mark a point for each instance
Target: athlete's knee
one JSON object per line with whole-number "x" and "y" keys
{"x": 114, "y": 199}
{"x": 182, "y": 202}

__________________________________________________

▸ **Task item**: The answer consists of every entry, returned exactly.

▸ **Written response**:
mark a point for each instance
Target: athlete's knee
one JSON object per line with whole-number "x" and "y" keys
{"x": 114, "y": 199}
{"x": 182, "y": 202}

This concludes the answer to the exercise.